So, Ripple’s PhD student, Christopher Wolf, began gathering data. He focused on the 17 largest land carnivores, particularly those that get more than 70 of their diet from meat. He then worked out which animals each hunter eats, and assessed the status of each victim.
For five of the seventeen predators—clouded leopard, Sunda clouded leopard, tiger, dhole (a wild Asian dog), and Ethiopian wolf—the results were grim. Large proportions of their prey are threatened, ranging from 40 percent for the Ethiopian wolf to 60 percent for the clouded leopard. “The level of threat their prey was facing was surprising to us,” says Wolf.
Most of these hunters are also dining from dwindling menus, with large proportions of their prey in decline. Once again, the two clouded leopards, tiger, and dhole top the list, with the leopard in fifth place. That’s perhaps surprising given that leopards are known for being flexible hunters, but their catholic tastes don’t matter when so many of their potential targets are in trouble.
“Before this paper, there had been some focus on prey depletion but it hadn’t been seen as a major issue,” says Wolf. “We hope it’ll lead to more research.”
Their results show that for many carnivores, it’s not enough to just focus on hunting, poaching, and other direct threats to their lives. Conservationists will need to turn their attentions to measures that protect both the predators and a large number of their prey. “It’s a simple concept but it just hasn’t had the same level of emphasis,” adds Ripple. “We found that just 7 percent of prey ranges overlapped with protected areas.” Expanding and strengthening those areas will ensure that the world’s top carnivores have enough flesh to eat.

____

## [WRITTEN INSTRUCTION]
In the passage on carnivore prey, what percentage of prey ranges overlapped with protected areas? The data that comes next has no connection to the passage on carnivore prey.

____

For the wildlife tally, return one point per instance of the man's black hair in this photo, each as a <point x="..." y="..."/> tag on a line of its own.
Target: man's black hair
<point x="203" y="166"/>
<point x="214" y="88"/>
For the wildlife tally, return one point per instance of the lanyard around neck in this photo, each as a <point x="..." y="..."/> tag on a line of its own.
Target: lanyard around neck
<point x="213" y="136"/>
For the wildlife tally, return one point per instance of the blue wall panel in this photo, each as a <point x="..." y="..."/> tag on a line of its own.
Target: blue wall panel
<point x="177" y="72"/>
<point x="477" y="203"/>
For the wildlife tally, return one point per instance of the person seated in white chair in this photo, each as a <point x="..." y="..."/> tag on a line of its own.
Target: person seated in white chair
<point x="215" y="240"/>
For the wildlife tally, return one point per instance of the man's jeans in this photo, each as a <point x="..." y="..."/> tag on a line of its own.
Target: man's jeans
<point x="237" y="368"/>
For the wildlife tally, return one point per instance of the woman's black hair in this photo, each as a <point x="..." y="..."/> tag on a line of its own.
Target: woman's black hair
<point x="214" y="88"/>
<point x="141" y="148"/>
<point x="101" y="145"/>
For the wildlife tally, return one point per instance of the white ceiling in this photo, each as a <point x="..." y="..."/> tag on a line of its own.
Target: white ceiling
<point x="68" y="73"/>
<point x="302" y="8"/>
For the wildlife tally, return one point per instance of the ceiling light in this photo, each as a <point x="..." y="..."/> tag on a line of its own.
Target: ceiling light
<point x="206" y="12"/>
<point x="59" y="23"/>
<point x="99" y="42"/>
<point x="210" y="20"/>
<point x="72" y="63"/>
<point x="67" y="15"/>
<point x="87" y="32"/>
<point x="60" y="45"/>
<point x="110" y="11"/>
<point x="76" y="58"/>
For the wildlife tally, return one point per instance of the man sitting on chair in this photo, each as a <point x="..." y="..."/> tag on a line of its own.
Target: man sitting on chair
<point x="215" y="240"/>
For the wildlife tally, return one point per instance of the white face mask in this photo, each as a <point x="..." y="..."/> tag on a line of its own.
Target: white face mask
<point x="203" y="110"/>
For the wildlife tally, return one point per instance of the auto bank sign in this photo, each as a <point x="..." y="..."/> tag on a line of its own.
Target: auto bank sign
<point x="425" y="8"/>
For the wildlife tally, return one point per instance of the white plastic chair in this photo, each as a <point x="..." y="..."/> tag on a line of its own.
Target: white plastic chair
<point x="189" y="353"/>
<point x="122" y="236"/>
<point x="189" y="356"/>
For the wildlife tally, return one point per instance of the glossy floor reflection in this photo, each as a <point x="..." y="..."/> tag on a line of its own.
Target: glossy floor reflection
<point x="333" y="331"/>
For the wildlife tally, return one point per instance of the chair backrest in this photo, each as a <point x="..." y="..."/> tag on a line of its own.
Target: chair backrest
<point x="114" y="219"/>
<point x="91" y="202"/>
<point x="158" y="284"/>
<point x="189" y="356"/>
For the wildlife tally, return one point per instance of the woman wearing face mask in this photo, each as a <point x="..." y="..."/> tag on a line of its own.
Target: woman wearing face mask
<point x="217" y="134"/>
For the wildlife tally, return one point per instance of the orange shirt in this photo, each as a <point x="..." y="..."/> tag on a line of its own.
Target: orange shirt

____

## [RESPONSE]
7 percent